[Provided entries]
↓

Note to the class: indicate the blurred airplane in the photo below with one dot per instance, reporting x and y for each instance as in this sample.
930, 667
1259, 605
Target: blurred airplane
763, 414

↑
↓

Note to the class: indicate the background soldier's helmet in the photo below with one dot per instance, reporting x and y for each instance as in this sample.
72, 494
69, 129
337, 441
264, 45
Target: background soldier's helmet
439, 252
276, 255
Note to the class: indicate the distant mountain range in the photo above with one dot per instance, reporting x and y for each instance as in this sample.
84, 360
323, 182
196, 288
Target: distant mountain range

↑

Lines that include the word "this" are to be extracted from the data above.

Note to the class: indicate the blurred airplane in the photo below with one dot per instance, reporting x and y for each instance as in this sample.
Note to the class: indicate the background soldier's helmet in the photo below with one dot per instance, reporting x and y for each instance as in this sample.
Note to the class: indicate the distant mountain range in the photo above with one dot per instance, reporting x and y for each instance as in this sample.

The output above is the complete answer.